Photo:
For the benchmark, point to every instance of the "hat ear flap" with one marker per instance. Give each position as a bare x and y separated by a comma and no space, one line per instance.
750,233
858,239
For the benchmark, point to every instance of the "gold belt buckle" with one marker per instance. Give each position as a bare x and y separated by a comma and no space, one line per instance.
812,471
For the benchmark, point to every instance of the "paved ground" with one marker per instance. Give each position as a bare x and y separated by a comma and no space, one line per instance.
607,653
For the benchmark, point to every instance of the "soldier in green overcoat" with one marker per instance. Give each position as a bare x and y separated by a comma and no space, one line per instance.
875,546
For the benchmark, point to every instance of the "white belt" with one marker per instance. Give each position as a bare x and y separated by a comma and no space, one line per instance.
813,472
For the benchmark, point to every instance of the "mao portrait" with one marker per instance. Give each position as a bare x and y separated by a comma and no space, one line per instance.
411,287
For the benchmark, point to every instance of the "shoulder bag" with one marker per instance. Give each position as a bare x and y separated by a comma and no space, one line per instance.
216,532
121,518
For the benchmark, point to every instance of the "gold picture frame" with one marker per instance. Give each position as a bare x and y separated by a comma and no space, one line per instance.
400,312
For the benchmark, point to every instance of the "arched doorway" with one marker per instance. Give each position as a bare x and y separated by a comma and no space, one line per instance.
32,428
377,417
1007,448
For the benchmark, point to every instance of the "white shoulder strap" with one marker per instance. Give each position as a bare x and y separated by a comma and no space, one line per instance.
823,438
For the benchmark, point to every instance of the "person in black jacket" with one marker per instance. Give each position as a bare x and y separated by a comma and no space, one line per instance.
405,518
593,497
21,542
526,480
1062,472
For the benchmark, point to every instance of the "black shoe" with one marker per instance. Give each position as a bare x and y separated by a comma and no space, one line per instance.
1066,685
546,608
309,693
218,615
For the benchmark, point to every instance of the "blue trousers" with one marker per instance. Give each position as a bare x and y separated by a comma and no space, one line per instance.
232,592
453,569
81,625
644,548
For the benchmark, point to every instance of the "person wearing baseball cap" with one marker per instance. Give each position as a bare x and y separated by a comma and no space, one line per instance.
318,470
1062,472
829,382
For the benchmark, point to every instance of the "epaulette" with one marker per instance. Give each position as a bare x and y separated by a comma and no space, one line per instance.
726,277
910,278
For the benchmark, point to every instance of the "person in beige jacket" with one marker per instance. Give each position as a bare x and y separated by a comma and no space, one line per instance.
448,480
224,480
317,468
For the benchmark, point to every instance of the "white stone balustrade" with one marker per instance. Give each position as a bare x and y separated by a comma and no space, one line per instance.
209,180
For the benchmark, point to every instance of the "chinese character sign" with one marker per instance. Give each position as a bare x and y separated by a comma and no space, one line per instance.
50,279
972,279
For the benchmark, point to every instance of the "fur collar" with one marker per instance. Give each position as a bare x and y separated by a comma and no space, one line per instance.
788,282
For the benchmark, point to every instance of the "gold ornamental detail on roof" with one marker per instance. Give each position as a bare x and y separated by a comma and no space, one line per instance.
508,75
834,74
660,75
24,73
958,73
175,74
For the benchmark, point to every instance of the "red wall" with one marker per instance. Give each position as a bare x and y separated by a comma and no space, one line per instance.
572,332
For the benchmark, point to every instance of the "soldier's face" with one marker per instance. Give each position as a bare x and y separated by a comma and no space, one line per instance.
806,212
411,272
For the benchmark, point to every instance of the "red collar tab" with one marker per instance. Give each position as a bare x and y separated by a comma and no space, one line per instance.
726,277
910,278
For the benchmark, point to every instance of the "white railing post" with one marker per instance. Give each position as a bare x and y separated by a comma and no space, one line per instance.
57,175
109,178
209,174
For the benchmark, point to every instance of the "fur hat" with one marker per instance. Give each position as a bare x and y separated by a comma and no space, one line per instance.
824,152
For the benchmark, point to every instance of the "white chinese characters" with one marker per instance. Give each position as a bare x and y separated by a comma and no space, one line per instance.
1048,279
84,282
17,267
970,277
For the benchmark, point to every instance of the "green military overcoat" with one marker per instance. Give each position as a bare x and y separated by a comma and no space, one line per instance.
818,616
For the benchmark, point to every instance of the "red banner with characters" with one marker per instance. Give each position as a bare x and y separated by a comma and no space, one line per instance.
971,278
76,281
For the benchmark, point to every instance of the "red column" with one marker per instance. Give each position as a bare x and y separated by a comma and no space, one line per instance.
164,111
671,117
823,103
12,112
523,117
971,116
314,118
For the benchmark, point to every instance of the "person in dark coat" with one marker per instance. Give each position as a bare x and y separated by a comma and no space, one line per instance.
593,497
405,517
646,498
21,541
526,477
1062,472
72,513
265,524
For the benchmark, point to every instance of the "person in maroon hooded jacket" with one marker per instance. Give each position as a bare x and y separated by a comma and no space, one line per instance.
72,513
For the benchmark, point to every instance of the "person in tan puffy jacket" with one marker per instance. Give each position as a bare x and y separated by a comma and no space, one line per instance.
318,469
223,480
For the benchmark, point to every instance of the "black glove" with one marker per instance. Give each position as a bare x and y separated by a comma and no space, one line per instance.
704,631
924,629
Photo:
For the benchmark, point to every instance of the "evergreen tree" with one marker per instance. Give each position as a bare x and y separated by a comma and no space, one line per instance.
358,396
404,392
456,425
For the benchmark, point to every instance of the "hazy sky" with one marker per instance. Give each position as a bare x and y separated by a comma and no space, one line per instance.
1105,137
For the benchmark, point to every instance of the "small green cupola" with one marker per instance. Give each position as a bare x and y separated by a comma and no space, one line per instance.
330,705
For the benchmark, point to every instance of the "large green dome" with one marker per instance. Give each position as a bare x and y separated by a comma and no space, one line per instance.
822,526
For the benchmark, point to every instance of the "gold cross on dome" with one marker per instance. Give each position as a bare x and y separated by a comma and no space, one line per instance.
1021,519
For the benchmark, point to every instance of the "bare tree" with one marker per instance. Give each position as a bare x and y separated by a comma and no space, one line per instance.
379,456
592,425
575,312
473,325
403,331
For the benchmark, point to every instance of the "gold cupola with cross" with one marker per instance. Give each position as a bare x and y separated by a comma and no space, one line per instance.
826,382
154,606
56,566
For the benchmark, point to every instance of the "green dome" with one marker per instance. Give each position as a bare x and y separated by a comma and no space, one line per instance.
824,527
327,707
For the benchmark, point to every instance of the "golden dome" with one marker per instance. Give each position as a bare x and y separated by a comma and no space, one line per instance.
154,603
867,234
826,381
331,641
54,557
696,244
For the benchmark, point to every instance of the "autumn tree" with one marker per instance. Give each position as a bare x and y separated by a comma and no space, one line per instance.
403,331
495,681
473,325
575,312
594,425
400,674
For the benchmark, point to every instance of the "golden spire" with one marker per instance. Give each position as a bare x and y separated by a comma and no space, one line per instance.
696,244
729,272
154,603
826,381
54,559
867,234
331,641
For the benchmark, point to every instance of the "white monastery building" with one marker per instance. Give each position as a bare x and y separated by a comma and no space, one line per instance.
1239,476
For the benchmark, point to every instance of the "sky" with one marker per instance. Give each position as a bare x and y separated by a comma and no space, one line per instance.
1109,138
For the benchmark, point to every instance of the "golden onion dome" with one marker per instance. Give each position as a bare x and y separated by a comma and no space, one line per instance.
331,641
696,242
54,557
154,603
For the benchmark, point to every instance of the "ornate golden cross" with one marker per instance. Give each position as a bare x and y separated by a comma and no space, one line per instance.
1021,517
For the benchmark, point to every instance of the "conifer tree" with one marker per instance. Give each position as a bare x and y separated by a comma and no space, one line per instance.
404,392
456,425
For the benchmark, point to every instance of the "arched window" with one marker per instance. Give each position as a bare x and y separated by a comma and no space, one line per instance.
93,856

····················

> WHAT THE EXERCISE ASKS
Restate the data above exactly, keeping each word as it stands.

> OUTPUT
Photo:
For the benchmark, point to every instance of the "hat ear flap" with one marker per instance. Give each position as a bare x and y separated by a comma and no space, one line per instance.
750,233
858,239
For the benchmark, point to every instance of the "gold belt buckle" with one marker per instance. Give each position as a bare x and y separated by a comma and no space, one line per instance.
812,471
For the benchmark, point to every instance of the "paved ground" with one marker per instance. Give each position as a bare x and y separated by a comma and no space, one line per instance.
607,653
For the benchmark, point to every instance of the "soldier in green overcoat" with one marker per instance. Give each position as a bare x and y separated by a comma and no space, one line per instance.
875,546
For the benchmark, point to every instance of the "white belt" with one marker per instance. Give each position as a bare x and y separated by a comma and no space, one line per instance.
813,472
For the benchmark, point to every instance of the "mao portrait" with one marker per instance. Give each position as a bare x and y separated by a comma and no space, one line per instance.
411,287
For the benchmark, point to every instance of the "shoulder bag" with one marker per instance. Give each position as a bare x and y separated by a comma and no space, one line per instance.
216,532
121,518
For the benchmark, point to every instance of the "gold picture frame" with one marker per instance. Give each position as a bare x and y separated by a comma and no space, one line per instance.
400,312
For the benchmark, point to every instance of the "arched doorway" with one marker per instance. Give each position as a bare x and y separated by a comma and no space, one line per instance.
32,428
377,417
1007,448
For the benchmark, point to every instance of the "white shoulder strap" with one marker per instance. Give each position as a bare x and y separated by a comma and no space, one line per instance.
823,438
For the benchmark, point to every instance of the "person in black jacket" with one marker per instance. Give each position as a bare x and y separated by a comma and no space, one line per instance.
405,518
593,497
21,542
526,480
1062,472
For the benchmark, point to every instance of the "black shoe" with one marker per instance. Give each position as a bare x and y separated by a comma and no space, one line per instance.
1066,685
546,608
309,693
218,615
For the benchmark, point to every instance of the "blue trousers" with one marker per instance. Give each position as a bare x and y separated by a comma and no space, one line per instance.
232,592
453,569
81,625
644,548
For the benchmark, point to every instance of the "person wearing baseball cap" with one marker per instance. Give each position as a bare x and y separated by a comma and no space, one line per instance.
318,470
1062,472
829,382
For the benchmark, point to every instance of the "epaulette" with one marker per instance. Give each position as a bare x and y separated by a comma and no space, one line per instance.
726,277
910,278
For the benchmark, point to every instance of the "person in beige jacket" with one marker per instance. Give each position as a bare x and y separated by a comma and no space, one line per instance.
448,480
224,480
317,468
For the benchmark, point to every instance of the "white stone balustrade" with one marker per instance. Give each position as a bare x and y separated by a comma and no space, one line per instance.
209,180
For the benchmark, point to every instance of the "chinese character sign" with one marker per instance. Give each position as a bare x and y separated by a comma and no space, one line per instance.
50,279
972,279
For the benchmark, point to every instance of the "fur collar" with one marker per instance. Give each position as a bare x and y separated by a comma and no space, one line per instance.
788,282
For the benchmark, point to every instance of the "gold ornamental detail on roof" with one marker per instance. Give each position as a bare x and y separated by a comma and no space, one line per instance.
508,75
834,74
660,75
24,73
958,73
175,74
For the benchmark, point to every instance of the "red wall" with one marker per instance. Give each position as a bare x and y separated by a comma and no space, one line per instance.
572,332
For the benchmark, point to every instance of the "soldier's face" with one marker per instance. Give each position as a bare x and y separated by a comma and no space, one line per instance.
806,212
411,272
For the benchmark, point to every instance of the "red collar tab" with one marker per instance. Give each position as a bare x and y separated by a comma and no space, one line per instance.
726,277
910,278
For the benchmark, point to every instance of the "white railing post" with one marker per instance. Give each position as a bare x and y separated by a comma and no space, one line per instance.
57,175
109,178
209,174
For the benchmark, point to every instance of the "fur hat" with one marker per instance. Give each position as a bare x and y separated by a comma and no space, one line per instance.
824,152
For the benchmark, point to every instance of the "white chinese characters" with one marker per instance. Give each position as a bare x and y separated by a comma and no space, one line per instance.
1048,279
84,282
17,267
970,277
For the benchmark, point to every instance of the "green military overcoat" with one marker per instance. Give each position as a bare x and y separated by a comma and no space, one line per instance.
818,616
For the benchmark, point to every instance of the "red banner with characters" with one marker per instance. Give each position as a bare x and y separated by a comma and no space, one line per instance.
971,278
76,281
For the benchmark, point to every instance of the "red column" with one marker per instance. Give each position as a bare x and y separated by a comma and no space, one line per instance.
164,111
671,117
823,103
12,112
523,117
971,116
314,118
For the benchmark, point to every instance of the "person in dark coat" with one marker per instance. Give each position as a bare x and y separated by a comma and no space, one line per instance.
593,497
405,517
646,498
21,541
526,477
1062,472
72,513
265,524
For the benchmark, point to every instance of the "person in maroon hooded jacket" with one marker per instance. Give each position as a bare x and y separated by a comma and no space, one line per instance.
72,513
For the benchmark, point to every instance of the "person in tan puffy jacket" with one marker per instance. Give each position as a bare x and y separated by a comma and no space, one line per instance.
318,469
223,480
For the benchmark, point to every instance of the "black glove" with one marker per instance. Give each position as a bare x and y separated by a comma and no space, one line per instance.
704,631
924,629
Photo:
For the benchmark, point to every instance of the "evergreen tree" with one marker per instance. Give each position as a bare x and y separated by a comma and no space, one line per instance.
358,396
404,392
456,425
For the benchmark, point to every instance of the "hazy sky" with one marker per instance. Give each position as a bare x and y separated by a comma and no space, one line per instance.
1105,137
For the benchmark, point to every instance of the "small green cupola" with one marker per instance. Give each position as a bare x and y separated by a comma and no space, one line per instance.
330,705
For the benchmark, point to every instance of the "large green dome" with one marker per instance. Give each position as a bare x and y separated by a comma and no space, one line per instance.
822,526
For the benchmark, point to every instance of the "gold cross on dome" with one marker per instance. Give each position as a bare x and y separated by a comma and no space, one line per instance.
1021,519
For the benchmark, point to every instance of the "bare tree" with one marker per instance. Give each position as a bare x and y separated by a comma and no space, one line per instance.
379,456
592,425
575,312
473,325
403,331
For the benchmark, point to every instance of the "gold cupola with cross" with one marker per instance. Give each position as a bare x and y separated by a comma and no space, one line per instance.
826,382
154,606
56,566
For the benchmark, point to every instance of the "green dome" with one marker per instance. Give each position as a bare x and y separated by a comma and no space, one line per instance.
824,527
327,707
For the benchmark, point to every instance of the "golden dome" with one marker per instance. Give each position as a bare x and y separated by a comma and no space, one line per instance.
154,603
867,234
826,381
331,641
54,557
696,244
For the benchmark, point to every instance of the "autumn tree" with one marker per instance. Give each position as a bare x and y separated by a comma and no space, one line per instance.
403,331
495,681
473,325
575,312
594,425
400,674
For the benchmark, point to every instance of the "golden spire" with one marker per instance. Give each position as a bare x and y separated by a comma and no space, one line per instance.
696,244
729,272
154,603
826,381
54,559
867,234
331,641
For the benchmark, point to every instance of the "white monastery building" with one marker per instance. Give each position as a bare x and y separated by a comma and no space, one line per instance.
1239,476
For the benchmark, point to every instance of the "sky" with one marker per instance. Give each position as a bare x and y separated by a comma and no space, one line per instance.
1109,138
For the benchmark, point to every instance of the "golden onion dome" with one marker per instance. Give each position as a bare x and y separated by a comma and no space, one line per instance.
331,641
696,242
54,557
154,603
For the benchmark, point to every instance of the "ornate golden cross" with one marker per instance. Give each position as a bare x and y separated by a comma and no space, one line per instance.
1021,517
For the benchmark, point to every instance of the "conifer tree" with one marker per instance. Give each position as a bare x and y separated by a comma and no space, one line per instance.
404,392
456,425
For the benchmark, point to every instance of the "arched window" with one marker per instance. Give each position as a bare x and y separated by a comma and no space, one line per instance.
93,856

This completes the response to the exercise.